Aufgabenübersicht:
1) Drucken Sie aus dem Forumsbeitrag über Surround-Sound alles von „der letzte Arbeitstag“ bis hinunter zu „System und Krawattenmikrofon.“ wortgetreu aus.
2) Erklären Sie anhand des Forumsbeitrags über Surround-Sound in ein bis drei Sätzen, weshalb das Medusa-5.1-Headset nicht mehr verwendet wird.
3) Schreiben Sie den Forumsbeitrag über Surround-Sound im Anschluss an seinen letzten Satz weiter.
===== Ausgewählter Textauszug =====
# [Sound] - 5.1, 7.1, Headset - Wie spielt ihr?



## Vordack (30. Dezember 2011)

Schönen guten Morgen,

der letzte Arbeitstag im Jahr, meine Augen sind noch gerötet aber mein Schädel ist einigermaßen klar. Das ist die Ausgangssituation 

Err, falscher Thread, ich fang nochmal an.

Ich hab seit Jahren ein Teufel 5.1 Surround System an meiner Soundkarte (Audigy 2, jetzt X-Fi) hängen. Zu WOW Zeiten habe ich ein Medusa 5.1 Headset benutzt. Die Qualität war toll doch schmerzte es nach ein paar Stunden an den Ohren (ein relativ uneffektiver Versuch meine WOW-Sucht im Zaum zu halten^^). Seit dem benutze ich wieder mein 5.1 System und Krawattenmikrofon.

Ich habe nie eien Wissenschaft daraus gemacht wie ich meine Boxen positioniere. Mein Subwoofer steht links neben dem Recher, es stehen drei Boxen hinter dem Monitor (L,M,R) und ca. 1 Meter hinter mir sind 2 Lautsprecher ca. auf Kopfhöhe an einem Regal befestigt. Allerdings fällt mir richtig guter Surround Sound nur bei sehr wenigen DVDs und Spielen auf.

So, das ist die Ausgangssituation 

Bei den Amazon-Weihnachtsverkäufen habe ich mir Sharkoon X-Tatic SR Surrond Headset für PC/PS3/Xbox 360: Amazon.de: Computer & Zubehör gegönnt. War ein "Kurzschlusskauf", quasi so eine Art Zwang Geld auszugeben. Naja, ich habe es nicht bereut.  Bis jetzt dachte ich immer daß Lautsprecher besser sind als Headsets (weil es ja auchj mehr Boxen sind^^), doch was ich mit dem Headset in den letzten Tagen erlebt habe ist echt der Hammer! Noch nie waren die Bässe so angenehm (nicht verzerrt, voll und man muss nicht bei jeder Szene die Lautstärke reduzieren wg den Nachbarn), der Klang hat irgendwie viel mehr Tiefe und Inhalt, wenn ihr mich versteht und ja, sogar die Ortung aus welcher Richtung der Ton kommt klappt mMn mindestens genau so gut wie mit dem 5.1 System. Alles in allem ist die Tonqualität um einiges gestiegen.
===== Datenauszüge =====
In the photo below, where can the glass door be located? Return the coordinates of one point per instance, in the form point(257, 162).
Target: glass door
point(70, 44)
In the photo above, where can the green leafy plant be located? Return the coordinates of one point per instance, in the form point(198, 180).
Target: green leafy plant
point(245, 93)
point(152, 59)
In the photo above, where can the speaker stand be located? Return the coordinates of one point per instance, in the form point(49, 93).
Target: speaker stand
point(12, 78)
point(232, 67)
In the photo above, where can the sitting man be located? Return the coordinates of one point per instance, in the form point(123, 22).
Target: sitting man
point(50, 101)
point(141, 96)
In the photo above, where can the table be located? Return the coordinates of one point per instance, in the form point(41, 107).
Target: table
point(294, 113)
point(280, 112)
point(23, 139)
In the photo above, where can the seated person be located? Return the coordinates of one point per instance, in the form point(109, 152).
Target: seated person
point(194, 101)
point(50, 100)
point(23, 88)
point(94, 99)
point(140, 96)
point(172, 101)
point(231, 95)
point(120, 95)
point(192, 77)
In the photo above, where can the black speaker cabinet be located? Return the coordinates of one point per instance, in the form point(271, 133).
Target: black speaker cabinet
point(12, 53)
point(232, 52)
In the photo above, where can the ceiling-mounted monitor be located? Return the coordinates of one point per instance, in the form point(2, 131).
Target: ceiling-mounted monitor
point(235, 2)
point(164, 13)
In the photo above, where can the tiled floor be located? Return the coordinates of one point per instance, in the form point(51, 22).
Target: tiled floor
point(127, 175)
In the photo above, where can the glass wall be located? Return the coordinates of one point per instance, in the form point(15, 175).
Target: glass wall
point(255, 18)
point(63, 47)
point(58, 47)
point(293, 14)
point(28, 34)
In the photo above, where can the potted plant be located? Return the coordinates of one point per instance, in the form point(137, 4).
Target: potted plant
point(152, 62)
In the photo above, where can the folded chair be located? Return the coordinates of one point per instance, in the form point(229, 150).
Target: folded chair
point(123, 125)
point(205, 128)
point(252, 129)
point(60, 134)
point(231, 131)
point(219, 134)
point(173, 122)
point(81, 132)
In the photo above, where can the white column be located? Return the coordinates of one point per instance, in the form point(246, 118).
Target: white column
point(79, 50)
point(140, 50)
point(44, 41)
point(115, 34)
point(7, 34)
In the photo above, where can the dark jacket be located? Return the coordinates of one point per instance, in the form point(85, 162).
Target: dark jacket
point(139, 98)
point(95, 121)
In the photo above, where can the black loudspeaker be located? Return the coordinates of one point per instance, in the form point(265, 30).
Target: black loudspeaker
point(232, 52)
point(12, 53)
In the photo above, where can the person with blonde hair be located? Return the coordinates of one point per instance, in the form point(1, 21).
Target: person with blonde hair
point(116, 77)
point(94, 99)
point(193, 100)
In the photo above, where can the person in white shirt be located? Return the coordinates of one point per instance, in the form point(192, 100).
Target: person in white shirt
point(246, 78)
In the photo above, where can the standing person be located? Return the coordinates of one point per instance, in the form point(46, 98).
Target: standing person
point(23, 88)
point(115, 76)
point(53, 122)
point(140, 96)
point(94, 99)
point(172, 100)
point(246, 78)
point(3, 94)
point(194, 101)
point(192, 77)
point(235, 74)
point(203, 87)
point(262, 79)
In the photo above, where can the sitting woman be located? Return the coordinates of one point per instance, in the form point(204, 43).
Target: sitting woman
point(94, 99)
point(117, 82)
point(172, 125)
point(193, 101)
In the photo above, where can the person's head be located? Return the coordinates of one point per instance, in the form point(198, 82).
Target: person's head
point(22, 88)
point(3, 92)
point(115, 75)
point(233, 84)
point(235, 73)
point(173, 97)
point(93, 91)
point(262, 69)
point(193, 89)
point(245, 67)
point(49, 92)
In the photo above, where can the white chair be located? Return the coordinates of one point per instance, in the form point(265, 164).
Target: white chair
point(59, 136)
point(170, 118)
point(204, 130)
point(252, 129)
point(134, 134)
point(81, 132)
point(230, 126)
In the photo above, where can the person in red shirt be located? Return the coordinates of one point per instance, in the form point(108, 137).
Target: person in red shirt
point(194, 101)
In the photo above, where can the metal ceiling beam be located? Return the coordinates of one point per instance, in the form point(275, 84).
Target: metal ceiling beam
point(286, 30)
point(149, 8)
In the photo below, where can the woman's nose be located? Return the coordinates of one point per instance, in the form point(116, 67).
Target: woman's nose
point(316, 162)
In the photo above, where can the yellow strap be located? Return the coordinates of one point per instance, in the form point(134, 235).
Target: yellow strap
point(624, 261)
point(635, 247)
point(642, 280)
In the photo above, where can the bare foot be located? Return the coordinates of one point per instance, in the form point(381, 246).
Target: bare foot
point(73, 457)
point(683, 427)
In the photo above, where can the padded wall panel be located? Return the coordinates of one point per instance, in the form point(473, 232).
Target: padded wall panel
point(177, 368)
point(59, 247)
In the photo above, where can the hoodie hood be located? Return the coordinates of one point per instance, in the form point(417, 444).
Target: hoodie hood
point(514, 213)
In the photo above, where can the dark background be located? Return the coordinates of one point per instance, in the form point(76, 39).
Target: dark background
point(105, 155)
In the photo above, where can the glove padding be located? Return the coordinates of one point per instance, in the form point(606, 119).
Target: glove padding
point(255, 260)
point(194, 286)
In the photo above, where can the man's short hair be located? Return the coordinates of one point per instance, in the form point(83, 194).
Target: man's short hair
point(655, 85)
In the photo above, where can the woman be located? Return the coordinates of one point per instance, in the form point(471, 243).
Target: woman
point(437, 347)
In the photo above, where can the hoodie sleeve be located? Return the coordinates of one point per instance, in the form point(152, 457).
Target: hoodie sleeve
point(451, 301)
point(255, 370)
=====
Antworten:
1)
der letzte Arbeitstag im Jahr, meine Augen sind noch gerötet aber mein Schädel ist einigermaßen klar. Das ist die Ausgangssituation 

Err, falscher Thread, ich fang nochmal an.

Ich hab seit Jahren ein Teufel 5.1 Surround System an meiner Soundkarte (Audigy 2, jetzt X-Fi) hängen. Zu WOW Zeiten habe ich ein Medusa 5.1 Headset benutzt. Die Qualität war toll doch schmerzte es nach ein paar Stunden an den Ohren (ein relativ uneffektiver Versuch meine WOW-Sucht im Zaum zu halten^^). Seit dem benutze ich wieder mein 5.1 System und Krawattenmikrofon.

2) Die Klangqualität des Medusa-5.1-Headsets war zwar sehr gut, doch nach einigen Stunden schmerzten die Ohren. Deshalb wird seitdem wieder das 5.1-System zusammen mit einem Krawattenmikrofon genutzt.

3)
So. Das wars. Ich frage mich halt ob das "normal" ist oder ob ich irgendwas bei dem 5.1 System total falsch gemacht habe... Ich verstehe einfach nicht wie der Ton so viel besser sein kann... beim Headset stecke ich nur 2 Stecker rein (Mik und Ton), beim 5.1. ja 4 (Mik, Vorne, Hinten, Bass/Mitte).

Wie spielt ihr denn bevorzugt?


----------



## Rabowke (30. Dezember 2011)

Der ganze "Schmuh" mit Surround ist mir zu dämlich. Ich hab zwar auch eine ( uralte ) Audigy 2 ZS von Creative Labs, aber benutz seit Jahrzehnten immer 2.0 bzw. seit knapp 10 Jahren 2.1 Systeme.

Ich hab von meiner Freundin das Edifier 2.1 System bekommen was für mein Arbeitszimmer, ca. 25m², genug Rums und Bass hat.
Wenn meine Freundin selbst im Hausflur hört, dass ich gerade auf apple.com/trailers bin & der Bass satt & saftig, ohne zu übertönen, wummert, dann ist das für mich absolut in Ordnung.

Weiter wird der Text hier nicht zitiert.